Segmentation mask data
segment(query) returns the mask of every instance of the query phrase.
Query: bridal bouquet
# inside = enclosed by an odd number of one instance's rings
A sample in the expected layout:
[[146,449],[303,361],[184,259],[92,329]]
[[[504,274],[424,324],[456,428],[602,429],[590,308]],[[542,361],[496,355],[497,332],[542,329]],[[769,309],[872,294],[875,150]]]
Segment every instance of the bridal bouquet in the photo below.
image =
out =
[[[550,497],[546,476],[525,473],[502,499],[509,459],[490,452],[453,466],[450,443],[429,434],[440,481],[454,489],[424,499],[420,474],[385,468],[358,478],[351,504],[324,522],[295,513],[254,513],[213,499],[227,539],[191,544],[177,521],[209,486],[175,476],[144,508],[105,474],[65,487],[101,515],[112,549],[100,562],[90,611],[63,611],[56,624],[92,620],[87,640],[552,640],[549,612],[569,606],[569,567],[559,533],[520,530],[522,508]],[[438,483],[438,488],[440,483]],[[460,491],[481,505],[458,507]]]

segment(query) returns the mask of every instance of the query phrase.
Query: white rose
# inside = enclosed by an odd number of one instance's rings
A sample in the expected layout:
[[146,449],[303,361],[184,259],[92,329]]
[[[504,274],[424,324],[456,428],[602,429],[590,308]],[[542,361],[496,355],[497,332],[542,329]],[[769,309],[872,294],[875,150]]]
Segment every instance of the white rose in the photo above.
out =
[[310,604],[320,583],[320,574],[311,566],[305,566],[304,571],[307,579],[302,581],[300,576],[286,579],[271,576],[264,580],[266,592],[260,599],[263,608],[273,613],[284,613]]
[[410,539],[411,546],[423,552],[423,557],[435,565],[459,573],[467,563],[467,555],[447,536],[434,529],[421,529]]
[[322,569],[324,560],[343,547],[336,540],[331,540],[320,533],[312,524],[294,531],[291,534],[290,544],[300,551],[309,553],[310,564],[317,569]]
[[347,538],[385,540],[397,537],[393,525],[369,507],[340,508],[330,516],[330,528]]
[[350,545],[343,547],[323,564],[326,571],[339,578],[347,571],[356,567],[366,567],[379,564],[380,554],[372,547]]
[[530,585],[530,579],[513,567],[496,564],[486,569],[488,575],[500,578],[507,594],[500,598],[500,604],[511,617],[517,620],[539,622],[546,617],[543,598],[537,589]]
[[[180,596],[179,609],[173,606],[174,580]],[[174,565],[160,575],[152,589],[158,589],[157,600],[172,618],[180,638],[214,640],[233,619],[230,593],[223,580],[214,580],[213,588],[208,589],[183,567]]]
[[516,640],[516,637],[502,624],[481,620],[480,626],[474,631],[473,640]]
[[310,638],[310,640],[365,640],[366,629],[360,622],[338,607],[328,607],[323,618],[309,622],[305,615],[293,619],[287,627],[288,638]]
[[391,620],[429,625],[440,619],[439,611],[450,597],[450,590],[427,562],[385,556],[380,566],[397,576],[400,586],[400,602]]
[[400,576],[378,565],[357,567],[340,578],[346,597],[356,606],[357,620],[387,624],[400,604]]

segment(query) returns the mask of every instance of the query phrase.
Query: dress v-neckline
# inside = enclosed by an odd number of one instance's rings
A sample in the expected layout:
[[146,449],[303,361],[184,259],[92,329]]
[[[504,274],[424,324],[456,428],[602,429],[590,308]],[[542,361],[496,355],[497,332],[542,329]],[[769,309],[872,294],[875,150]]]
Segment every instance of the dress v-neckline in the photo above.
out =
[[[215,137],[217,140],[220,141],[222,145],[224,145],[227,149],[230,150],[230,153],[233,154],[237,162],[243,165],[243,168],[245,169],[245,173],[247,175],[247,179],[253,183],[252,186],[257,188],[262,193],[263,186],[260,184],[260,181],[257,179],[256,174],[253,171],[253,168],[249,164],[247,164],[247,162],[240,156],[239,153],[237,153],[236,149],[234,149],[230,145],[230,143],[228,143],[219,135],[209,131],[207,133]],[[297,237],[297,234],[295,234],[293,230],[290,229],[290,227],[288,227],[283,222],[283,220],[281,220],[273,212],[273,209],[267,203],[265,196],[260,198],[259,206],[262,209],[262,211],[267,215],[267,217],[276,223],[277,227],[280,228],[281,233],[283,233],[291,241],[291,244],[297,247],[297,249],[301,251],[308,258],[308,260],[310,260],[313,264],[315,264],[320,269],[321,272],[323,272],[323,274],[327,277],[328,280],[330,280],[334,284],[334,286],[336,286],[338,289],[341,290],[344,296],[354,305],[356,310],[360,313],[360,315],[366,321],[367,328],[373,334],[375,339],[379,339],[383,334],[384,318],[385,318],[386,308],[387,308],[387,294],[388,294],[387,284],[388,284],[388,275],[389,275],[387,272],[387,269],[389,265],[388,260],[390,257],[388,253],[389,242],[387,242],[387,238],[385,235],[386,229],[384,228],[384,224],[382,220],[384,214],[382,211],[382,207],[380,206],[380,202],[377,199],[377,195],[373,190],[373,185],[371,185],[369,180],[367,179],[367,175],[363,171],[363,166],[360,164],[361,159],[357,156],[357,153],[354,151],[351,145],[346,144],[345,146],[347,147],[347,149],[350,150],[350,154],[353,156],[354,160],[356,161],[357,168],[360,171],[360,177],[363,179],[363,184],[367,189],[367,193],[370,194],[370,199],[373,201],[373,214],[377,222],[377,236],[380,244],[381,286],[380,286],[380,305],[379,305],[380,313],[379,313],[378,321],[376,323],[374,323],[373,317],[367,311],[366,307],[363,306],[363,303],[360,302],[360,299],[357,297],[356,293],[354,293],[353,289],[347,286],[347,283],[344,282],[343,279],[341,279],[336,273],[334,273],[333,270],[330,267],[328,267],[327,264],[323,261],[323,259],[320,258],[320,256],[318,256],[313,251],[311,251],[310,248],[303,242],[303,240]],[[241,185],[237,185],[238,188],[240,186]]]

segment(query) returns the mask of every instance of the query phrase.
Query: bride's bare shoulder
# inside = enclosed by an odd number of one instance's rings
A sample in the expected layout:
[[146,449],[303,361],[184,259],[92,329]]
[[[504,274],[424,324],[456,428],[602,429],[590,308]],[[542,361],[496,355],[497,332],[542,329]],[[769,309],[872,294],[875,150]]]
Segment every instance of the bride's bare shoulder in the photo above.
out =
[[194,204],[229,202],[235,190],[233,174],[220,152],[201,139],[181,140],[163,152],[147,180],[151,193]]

■ **WHAT YOU WILL DO**
Would you filter the records and copy out each line containing "photo"?

■ **SOLUTION FOR THIS PROBLEM**
Segment every instance of the bridal bouquet in the photo below.
Segment every instance of the white rose in the photo above.
Segment every instance of the dress v-neckline in the photo above.
Segment every instance of the bride's bare shoulder in the photo above.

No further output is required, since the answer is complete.